■ Activity 1 ■
In the essay titled "Choices," transcribe everything from "Furthermore: I knew" down to "in their company.".
■ Activity 2 ■
According to the essay titled "Choices," how many acres is the family farm?

■ Excerpt ■
--- --- ---

Choices

I feel confident in saying that no one will forget the last couple of weeks or upcoming weeks in our lives. We all have been flipped upside down from the Coronavirus (COVID-19). High School and college students having their year cut short and missing out from sports, FFA, or seeing their friends. I know that I took this hard, as did most students.

When I found out that the rest of the semester was online and that the CDC began recommending more strict countermeasures to prevent the spread of Coronavirus, I knew that the rest of my time, influence, and potential impacts as State Reporter would be limited to the 20 acres of the family farm.

Furthermore: I knew that I would not be able to spend any time with the people who had become my closest friends: I couldn’t make random Walmart runs, stay up until 2 am playing Super Smash Bros, or enjoy a post-workout protein shake in their company.

When I realized that the next few months would be radically different than I wanted, I consulted in a book that has given me a great amount of wisdom and hope in my life. In fact, I carry that book wherever I go in an FFA capacity. In it, there is a proverb that helped me tremendously in the state officer candidate process, transitioning into college life, and now, has started the adaptation for the rest of this self-quarantine.

“If you want to change the world, start off by making your bed”

The author, General William H. McRaven, began every morning with making his bed. What began as an expectation set from his instructors became a habit that he kept throughout his life: on the USS Grayback, in Iraq, and every day out of uniform. McRaven kept this habit, not because of the comfort that a neatly made bed provided, but rather that as McRaven described:

[making his bed] was my first task of the day, and doing it right was important. It demonstrated my discipline. It showed my attention to detail, and at the end of the day it would be a reminder that I had done something well, something to be proud of, no matter how small the task.”

Right now, all our lives are affected by the Coronavirus. Kansas schools and colleges canceling in-person classes and transitioning to online learning and social distancing recommendations preventing us to see our friends and family. With so much that we can’t control, we must focus on the things that we can.

We can control the choices we make.

We can control our courage to find positivity to spread.

And most importantly:

We can control the millions of small actions we do that keep us moving forward.

For McRaven, it was his discipline to make his bed that kept him traveling along this path. What’s yours? What do you do to keep pursuing your dreams despite adversity?

--- --- ---

[Stored data entries]
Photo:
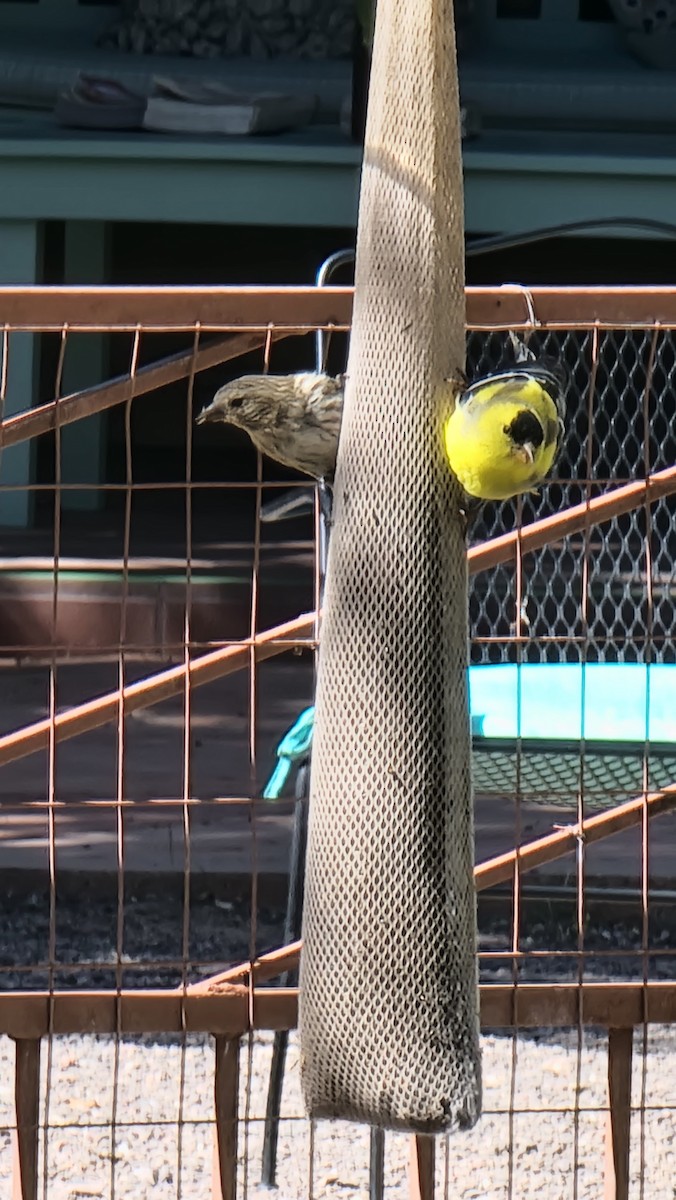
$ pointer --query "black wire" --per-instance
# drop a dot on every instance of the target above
(510, 240)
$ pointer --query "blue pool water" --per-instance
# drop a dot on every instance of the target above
(609, 702)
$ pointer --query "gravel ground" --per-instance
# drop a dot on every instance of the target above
(550, 1145)
(545, 1077)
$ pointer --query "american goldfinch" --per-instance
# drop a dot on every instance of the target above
(293, 419)
(504, 432)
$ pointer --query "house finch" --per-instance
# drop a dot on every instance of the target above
(293, 419)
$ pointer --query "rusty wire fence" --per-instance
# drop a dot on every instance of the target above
(154, 651)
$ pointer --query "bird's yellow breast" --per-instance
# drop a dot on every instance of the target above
(480, 451)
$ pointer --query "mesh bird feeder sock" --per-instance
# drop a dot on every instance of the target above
(388, 984)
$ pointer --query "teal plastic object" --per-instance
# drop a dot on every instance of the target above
(598, 701)
(295, 744)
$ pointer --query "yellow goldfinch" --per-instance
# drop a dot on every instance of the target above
(293, 419)
(506, 430)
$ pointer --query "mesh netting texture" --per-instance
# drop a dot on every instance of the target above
(388, 984)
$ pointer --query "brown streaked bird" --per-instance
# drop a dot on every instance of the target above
(293, 419)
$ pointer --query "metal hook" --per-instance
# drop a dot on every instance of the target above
(520, 345)
(330, 264)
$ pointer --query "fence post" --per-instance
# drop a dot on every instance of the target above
(422, 1169)
(27, 1109)
(617, 1133)
(226, 1096)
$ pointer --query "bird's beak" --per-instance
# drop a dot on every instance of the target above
(208, 414)
(525, 454)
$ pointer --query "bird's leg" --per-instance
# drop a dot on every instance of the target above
(468, 511)
(325, 502)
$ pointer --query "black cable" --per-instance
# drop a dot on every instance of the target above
(512, 240)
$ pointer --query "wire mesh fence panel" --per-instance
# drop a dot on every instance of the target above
(157, 635)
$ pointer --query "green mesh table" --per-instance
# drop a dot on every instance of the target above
(530, 721)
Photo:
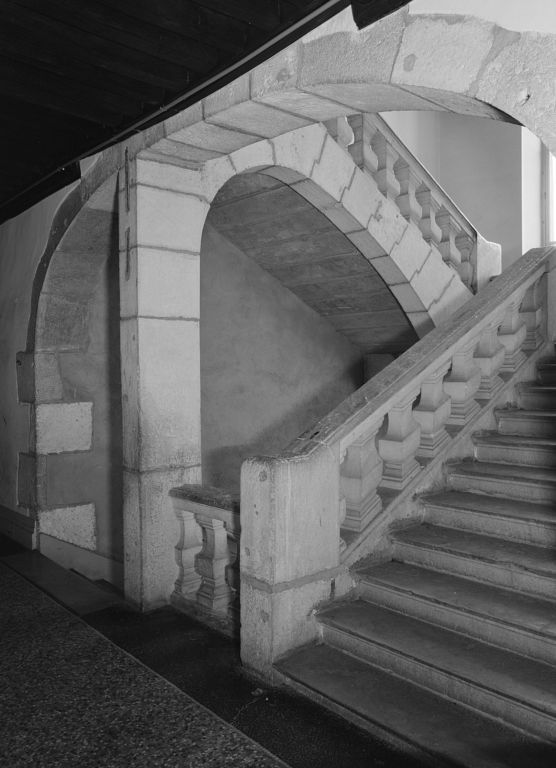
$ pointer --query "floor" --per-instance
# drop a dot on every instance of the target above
(89, 681)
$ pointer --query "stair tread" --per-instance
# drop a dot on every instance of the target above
(537, 386)
(518, 472)
(524, 557)
(528, 511)
(437, 725)
(457, 655)
(501, 605)
(496, 438)
(526, 413)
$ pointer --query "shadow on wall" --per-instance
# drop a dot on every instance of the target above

--- --- ---

■ Exercise solution 1 ■
Furthermore: I knew that I would not be able to spend any time with the people who had become my closest friends: I couldn’t make random Walmart runs, stay up until 2 am playing Super Smash Bros, or enjoy a post-workout protein shake in their company.

■ Exercise solution 2 ■
The family farm is 20 acres.